DATA FOR ANALYSIS
......

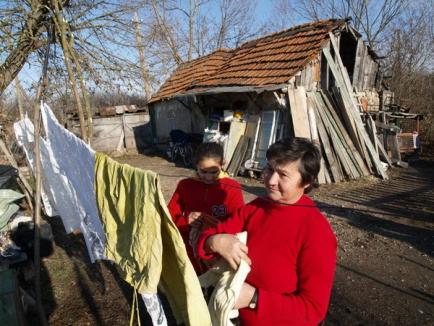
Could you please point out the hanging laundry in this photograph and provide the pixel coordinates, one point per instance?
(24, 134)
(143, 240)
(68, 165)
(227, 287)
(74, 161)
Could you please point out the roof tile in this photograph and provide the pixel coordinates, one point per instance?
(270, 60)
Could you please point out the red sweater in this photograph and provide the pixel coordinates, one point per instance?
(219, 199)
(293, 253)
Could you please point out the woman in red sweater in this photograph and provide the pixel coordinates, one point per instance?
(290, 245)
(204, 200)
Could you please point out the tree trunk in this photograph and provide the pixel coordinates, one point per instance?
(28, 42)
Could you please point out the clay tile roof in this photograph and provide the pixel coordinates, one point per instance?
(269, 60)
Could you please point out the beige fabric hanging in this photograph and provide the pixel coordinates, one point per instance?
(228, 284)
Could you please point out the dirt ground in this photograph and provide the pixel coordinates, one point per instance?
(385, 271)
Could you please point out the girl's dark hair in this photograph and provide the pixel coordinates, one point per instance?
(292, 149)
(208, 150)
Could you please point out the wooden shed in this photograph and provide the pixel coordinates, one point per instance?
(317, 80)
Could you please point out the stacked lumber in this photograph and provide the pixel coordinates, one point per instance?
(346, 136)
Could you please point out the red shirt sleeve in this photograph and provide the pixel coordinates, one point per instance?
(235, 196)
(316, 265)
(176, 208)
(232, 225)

......

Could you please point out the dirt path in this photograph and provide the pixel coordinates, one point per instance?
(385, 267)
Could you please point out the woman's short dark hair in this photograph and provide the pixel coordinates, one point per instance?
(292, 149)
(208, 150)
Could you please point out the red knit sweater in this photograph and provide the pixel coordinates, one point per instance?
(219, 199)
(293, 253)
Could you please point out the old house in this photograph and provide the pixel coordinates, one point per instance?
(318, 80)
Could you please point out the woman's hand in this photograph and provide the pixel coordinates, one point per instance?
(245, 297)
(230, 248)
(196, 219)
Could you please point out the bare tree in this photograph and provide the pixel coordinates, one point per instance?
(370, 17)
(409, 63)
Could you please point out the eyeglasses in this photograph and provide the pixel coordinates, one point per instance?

......

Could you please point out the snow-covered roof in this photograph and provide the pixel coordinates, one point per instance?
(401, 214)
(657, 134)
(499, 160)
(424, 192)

......

AIM OF THE EXERCISE
Your task is to restate, word for word, only those lines above that fall between the line holding "Could you please point out the red knit" and the line holding "Could you please point out the eyeglasses", inclusive.

RESULT OF THIS TASK
Could you please point out the red knit sweater in this photograph and provide the pixel coordinates, one point per instance?
(219, 199)
(293, 253)
Could you please point out the old house in this photograph and provide the pixel coordinates, one point per instance?
(318, 80)
Could you please point out the woman's hand in this photograph and provide the pixel coordinates, one point per instance?
(245, 297)
(230, 248)
(196, 219)
Could you please point out the bare tree in this photograph and provide the pixel coordinates, one point per instance?
(370, 17)
(409, 63)
Could you please point out the eyeglasses in this photograph and provide the pixel coordinates, one point per instance?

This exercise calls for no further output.